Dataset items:

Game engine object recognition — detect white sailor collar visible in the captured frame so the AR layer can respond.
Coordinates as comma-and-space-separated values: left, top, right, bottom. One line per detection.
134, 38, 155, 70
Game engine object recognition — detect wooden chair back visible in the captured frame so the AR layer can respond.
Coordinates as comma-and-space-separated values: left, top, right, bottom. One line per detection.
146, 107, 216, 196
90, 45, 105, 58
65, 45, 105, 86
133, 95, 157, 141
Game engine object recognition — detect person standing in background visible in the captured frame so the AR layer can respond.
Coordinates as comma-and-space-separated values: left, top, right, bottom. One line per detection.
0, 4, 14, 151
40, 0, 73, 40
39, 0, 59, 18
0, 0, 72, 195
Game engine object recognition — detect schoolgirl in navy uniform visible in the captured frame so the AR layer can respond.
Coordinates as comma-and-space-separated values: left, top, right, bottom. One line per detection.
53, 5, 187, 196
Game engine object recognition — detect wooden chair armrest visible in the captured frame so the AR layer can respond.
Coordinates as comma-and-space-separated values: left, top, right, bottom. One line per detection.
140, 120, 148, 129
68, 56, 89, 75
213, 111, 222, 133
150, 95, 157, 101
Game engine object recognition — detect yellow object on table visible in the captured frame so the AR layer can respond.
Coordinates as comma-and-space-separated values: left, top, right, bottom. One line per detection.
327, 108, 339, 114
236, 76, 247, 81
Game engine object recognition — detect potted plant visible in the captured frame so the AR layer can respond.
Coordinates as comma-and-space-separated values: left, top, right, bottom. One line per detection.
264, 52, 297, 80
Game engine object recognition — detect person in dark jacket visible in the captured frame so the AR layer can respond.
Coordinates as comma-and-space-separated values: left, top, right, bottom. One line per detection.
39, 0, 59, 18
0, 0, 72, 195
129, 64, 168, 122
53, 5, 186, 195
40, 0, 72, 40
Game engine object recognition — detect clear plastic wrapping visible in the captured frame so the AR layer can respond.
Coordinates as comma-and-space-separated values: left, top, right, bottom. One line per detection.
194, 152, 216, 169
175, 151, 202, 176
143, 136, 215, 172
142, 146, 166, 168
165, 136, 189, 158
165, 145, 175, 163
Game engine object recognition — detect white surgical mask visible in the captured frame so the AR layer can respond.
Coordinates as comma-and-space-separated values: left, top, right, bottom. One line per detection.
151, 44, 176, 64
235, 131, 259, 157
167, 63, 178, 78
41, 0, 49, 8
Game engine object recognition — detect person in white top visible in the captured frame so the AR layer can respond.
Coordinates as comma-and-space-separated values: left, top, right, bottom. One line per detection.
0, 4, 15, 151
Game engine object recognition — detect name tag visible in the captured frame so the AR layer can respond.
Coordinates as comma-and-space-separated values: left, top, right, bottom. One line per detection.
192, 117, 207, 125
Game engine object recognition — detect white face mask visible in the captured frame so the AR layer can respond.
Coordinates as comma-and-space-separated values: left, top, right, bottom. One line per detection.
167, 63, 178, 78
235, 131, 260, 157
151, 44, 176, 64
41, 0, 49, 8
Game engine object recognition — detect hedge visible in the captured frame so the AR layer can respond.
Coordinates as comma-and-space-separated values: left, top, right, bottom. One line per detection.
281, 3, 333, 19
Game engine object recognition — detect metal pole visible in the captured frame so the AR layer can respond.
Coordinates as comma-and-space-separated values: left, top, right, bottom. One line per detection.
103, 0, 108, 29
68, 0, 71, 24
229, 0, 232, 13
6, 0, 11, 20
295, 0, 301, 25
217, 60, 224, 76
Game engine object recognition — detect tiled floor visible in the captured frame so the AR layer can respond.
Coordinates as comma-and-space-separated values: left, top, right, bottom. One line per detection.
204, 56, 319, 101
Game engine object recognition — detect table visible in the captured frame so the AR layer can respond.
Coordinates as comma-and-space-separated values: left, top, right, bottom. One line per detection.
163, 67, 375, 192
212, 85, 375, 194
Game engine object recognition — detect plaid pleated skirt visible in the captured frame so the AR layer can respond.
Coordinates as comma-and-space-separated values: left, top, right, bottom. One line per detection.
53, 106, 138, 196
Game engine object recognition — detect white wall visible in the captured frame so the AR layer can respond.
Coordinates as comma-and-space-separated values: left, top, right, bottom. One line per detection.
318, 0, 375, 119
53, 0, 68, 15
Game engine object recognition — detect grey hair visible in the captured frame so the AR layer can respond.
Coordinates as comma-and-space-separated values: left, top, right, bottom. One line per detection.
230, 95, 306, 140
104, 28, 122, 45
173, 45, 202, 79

WHAT THE TASK REQUIRES>
After counting the lines of the records above that hold the word "white", give the total and nothing else.

RESPONSE FOR THIS EXERCISE>
5